- TASK ITEM -
Somewhere below are a line with "Task: each instance of the door handle" and a later line with "Task: each instance of the gray". Output exactly those lines and all lines between them.

Segment Start: RECORDS SHOWN

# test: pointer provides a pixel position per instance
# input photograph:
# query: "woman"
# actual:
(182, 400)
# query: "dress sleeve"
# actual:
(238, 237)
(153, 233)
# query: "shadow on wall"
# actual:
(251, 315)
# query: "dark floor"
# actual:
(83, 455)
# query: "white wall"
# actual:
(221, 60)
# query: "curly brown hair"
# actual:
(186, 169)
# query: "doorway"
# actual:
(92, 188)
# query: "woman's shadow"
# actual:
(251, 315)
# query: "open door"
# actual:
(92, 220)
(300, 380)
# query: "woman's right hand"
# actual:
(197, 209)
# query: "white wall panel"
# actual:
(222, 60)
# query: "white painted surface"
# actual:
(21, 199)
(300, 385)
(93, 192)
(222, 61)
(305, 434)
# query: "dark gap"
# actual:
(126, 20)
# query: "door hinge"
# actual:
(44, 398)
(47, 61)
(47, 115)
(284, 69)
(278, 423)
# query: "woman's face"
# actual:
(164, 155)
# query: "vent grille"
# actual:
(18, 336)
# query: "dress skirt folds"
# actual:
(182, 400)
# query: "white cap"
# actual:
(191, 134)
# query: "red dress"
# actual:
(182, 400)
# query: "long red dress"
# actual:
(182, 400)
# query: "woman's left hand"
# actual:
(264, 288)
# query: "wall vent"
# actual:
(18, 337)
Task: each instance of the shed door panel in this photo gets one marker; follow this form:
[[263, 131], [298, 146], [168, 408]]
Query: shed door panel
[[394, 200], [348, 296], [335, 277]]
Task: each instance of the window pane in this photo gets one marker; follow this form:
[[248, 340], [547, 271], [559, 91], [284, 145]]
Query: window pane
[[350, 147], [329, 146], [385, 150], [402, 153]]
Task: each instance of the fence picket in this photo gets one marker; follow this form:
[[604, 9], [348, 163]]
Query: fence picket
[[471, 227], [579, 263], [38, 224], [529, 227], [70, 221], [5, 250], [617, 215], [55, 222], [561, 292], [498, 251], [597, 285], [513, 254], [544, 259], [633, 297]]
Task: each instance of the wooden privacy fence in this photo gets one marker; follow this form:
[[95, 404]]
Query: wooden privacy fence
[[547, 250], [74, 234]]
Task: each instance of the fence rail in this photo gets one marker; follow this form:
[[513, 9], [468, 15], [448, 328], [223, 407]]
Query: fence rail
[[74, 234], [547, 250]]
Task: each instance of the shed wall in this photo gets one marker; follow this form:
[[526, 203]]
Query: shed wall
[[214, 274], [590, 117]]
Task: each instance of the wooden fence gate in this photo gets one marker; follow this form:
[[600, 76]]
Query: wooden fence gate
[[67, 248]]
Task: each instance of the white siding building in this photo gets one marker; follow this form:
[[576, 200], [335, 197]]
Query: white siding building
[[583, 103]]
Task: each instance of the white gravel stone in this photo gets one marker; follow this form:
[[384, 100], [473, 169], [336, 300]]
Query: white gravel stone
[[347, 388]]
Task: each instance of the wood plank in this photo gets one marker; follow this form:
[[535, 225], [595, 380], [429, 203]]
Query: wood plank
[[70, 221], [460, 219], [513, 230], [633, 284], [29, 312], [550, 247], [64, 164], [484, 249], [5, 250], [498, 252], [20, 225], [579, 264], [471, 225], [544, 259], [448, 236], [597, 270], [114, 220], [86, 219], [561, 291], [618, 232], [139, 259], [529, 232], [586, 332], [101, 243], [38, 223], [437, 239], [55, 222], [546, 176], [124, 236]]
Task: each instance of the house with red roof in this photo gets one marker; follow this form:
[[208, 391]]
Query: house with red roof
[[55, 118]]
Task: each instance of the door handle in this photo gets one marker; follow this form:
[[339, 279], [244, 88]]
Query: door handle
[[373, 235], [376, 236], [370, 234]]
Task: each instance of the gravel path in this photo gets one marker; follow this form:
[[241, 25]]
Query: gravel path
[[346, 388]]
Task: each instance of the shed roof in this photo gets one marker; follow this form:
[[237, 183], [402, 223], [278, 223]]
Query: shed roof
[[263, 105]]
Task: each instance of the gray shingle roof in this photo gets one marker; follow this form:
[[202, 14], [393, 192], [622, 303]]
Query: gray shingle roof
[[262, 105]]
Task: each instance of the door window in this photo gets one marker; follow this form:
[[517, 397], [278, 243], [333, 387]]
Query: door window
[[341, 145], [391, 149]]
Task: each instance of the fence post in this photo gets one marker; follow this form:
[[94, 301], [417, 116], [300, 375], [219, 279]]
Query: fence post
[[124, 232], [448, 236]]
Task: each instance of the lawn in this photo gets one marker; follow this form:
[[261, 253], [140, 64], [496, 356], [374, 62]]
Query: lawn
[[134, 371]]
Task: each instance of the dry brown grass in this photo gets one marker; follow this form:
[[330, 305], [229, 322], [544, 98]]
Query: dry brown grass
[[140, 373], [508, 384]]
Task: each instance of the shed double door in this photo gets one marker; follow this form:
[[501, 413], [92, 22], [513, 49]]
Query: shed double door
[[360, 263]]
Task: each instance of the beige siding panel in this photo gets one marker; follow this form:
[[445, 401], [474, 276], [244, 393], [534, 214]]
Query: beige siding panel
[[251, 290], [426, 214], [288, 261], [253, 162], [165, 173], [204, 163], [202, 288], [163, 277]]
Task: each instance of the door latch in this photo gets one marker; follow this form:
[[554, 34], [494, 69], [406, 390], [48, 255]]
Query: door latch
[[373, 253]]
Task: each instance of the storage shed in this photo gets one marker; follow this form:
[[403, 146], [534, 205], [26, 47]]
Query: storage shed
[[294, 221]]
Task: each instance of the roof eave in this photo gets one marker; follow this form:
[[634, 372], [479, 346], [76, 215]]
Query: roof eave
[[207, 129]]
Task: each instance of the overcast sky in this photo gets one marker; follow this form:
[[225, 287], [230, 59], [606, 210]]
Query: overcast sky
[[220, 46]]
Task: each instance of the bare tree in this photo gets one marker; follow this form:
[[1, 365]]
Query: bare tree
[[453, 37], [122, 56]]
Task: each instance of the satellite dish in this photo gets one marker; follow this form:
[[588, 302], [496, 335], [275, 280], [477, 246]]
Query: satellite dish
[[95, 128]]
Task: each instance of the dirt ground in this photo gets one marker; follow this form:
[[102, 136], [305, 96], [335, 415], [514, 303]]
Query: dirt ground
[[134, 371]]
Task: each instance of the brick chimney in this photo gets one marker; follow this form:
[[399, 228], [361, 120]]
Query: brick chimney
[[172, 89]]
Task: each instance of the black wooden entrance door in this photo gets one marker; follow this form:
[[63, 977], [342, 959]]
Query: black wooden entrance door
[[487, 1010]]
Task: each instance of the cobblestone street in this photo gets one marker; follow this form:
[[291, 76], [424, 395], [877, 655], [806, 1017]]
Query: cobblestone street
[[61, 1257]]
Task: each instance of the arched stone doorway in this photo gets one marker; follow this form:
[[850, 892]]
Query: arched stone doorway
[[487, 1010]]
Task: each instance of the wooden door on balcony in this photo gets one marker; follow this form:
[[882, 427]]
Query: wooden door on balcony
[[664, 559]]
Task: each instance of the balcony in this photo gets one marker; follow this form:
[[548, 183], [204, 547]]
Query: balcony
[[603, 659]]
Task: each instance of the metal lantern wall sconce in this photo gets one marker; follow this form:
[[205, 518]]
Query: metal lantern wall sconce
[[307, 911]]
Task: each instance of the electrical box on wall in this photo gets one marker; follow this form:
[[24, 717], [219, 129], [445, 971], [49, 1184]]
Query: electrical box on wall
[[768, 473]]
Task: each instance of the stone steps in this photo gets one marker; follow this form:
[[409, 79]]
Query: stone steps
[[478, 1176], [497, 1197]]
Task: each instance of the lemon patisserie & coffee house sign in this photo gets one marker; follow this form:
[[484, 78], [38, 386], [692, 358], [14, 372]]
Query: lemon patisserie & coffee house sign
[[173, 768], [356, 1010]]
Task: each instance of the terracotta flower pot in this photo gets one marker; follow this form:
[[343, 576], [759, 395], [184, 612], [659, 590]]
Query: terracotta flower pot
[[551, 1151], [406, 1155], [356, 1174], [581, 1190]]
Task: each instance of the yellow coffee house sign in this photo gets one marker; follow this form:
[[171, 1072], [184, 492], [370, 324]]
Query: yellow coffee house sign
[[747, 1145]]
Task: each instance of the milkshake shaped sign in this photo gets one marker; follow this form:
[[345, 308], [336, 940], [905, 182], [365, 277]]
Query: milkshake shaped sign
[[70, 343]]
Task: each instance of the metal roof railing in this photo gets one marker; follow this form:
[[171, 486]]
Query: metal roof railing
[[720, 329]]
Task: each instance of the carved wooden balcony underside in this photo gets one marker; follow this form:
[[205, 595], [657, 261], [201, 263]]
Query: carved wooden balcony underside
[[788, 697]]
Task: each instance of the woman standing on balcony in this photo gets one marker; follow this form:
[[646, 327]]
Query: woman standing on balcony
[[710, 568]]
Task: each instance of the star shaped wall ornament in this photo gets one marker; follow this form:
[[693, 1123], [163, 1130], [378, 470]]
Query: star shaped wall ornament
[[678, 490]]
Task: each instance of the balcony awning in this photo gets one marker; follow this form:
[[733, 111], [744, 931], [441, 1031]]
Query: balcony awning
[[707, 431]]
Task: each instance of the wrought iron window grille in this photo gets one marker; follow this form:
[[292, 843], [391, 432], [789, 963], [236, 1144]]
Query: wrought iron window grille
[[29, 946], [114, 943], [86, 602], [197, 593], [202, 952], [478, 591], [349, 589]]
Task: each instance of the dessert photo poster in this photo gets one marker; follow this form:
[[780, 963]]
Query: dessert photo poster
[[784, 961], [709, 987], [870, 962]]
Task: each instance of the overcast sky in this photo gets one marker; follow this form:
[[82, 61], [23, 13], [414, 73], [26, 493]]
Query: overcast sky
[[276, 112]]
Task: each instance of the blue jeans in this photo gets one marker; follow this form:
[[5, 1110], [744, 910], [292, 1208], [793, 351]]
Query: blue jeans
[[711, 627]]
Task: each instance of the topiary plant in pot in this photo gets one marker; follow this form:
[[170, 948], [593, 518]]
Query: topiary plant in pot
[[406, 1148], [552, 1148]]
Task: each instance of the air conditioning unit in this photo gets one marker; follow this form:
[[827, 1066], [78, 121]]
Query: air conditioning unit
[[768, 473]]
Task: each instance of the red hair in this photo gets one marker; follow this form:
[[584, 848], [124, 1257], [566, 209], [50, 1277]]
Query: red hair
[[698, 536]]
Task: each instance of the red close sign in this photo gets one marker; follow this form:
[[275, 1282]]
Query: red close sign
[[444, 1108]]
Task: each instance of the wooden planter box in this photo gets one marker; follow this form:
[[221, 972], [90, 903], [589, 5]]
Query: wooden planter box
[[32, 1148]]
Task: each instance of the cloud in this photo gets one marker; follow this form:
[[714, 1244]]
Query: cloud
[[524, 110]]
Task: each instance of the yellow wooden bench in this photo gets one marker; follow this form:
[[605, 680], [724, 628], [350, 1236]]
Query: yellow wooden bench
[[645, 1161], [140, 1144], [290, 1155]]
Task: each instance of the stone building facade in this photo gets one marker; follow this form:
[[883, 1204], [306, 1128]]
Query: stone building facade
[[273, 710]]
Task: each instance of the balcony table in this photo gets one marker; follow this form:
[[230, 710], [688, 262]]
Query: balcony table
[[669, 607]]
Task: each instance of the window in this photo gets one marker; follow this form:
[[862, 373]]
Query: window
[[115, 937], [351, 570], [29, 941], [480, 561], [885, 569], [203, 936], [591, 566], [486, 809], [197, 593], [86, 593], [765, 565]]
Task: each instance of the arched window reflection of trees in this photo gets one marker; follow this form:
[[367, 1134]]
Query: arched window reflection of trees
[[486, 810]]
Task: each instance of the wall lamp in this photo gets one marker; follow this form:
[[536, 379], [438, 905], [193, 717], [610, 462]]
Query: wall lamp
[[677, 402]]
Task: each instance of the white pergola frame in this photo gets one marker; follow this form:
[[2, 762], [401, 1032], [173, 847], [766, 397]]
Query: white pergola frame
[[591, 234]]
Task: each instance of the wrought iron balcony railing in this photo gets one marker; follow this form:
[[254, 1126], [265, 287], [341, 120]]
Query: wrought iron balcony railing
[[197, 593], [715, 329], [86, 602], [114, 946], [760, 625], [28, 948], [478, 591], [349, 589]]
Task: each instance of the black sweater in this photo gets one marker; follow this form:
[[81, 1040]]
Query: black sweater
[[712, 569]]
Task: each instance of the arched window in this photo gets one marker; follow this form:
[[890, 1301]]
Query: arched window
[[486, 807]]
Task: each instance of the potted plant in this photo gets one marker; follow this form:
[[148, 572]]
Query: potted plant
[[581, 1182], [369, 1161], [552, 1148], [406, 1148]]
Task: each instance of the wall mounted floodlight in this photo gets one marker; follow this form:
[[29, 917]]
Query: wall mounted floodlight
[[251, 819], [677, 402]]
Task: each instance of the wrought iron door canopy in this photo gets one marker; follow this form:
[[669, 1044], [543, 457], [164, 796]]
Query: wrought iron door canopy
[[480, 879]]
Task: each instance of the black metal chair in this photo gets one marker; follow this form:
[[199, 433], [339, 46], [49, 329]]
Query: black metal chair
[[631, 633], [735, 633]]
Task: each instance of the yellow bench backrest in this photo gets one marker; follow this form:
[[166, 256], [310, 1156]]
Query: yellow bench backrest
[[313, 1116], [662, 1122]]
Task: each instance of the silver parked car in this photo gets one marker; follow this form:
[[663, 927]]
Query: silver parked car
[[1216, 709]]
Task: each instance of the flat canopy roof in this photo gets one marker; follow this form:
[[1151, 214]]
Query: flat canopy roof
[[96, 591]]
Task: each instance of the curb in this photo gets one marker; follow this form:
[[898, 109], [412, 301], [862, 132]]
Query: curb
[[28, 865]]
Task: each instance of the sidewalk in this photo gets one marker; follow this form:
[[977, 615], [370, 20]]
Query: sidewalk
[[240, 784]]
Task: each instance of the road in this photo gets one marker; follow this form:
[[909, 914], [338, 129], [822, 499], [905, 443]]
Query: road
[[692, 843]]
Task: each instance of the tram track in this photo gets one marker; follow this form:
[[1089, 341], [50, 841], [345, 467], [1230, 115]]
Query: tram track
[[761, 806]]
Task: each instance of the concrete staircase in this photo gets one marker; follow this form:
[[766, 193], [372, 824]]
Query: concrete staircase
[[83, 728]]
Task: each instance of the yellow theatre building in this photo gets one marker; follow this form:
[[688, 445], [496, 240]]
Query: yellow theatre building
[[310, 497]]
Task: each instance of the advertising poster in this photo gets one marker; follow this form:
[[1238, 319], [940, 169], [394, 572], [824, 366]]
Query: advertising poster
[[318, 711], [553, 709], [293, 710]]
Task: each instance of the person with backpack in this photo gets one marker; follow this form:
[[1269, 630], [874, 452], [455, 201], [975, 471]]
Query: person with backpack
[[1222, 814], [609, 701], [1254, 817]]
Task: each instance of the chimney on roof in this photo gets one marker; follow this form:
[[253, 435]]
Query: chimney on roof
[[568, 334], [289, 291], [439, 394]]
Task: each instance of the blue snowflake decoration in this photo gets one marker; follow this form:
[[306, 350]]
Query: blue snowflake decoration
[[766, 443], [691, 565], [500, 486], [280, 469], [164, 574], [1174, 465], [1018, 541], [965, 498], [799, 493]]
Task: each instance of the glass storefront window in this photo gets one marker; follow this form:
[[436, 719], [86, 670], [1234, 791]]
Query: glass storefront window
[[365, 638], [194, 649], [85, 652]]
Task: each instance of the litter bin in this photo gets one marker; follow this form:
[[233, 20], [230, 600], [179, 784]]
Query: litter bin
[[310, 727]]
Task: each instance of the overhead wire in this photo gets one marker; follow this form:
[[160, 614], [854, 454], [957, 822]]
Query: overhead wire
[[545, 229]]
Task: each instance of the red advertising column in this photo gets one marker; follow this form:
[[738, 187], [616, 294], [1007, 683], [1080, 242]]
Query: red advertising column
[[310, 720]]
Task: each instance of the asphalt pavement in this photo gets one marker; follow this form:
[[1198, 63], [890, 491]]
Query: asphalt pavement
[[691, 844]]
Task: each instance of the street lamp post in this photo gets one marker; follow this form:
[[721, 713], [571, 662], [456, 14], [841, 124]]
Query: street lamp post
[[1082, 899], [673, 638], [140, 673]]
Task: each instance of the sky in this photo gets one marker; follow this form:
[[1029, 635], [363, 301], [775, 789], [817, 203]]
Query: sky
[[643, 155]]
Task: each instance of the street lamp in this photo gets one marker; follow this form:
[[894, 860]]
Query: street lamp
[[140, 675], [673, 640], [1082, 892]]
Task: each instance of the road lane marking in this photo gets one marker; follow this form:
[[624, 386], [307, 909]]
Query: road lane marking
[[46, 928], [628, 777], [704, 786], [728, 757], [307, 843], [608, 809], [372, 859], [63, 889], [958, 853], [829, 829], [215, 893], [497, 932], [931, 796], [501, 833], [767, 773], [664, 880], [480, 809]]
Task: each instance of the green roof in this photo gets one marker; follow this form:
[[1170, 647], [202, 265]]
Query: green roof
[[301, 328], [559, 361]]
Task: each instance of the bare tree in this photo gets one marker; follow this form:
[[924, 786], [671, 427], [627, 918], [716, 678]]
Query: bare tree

Segment End: RECORDS SHOWN

- EXERCISE ANSWER -
Task: each instance of the door handle in this photo gets one marker; follow this form:
[[339, 279], [244, 88]]
Query: door handle
[[373, 235], [376, 236], [370, 234]]
Task: each instance of the gravel path in this photo gets one marker; follow this form:
[[241, 25]]
Query: gravel path
[[346, 388]]
Task: each instance of the shed roof in this photo gets one marker; follow this form:
[[237, 183], [402, 223], [278, 223]]
Query: shed roof
[[263, 105]]
Task: each instance of the gray shingle roof in this photo gets one marker; follow this form:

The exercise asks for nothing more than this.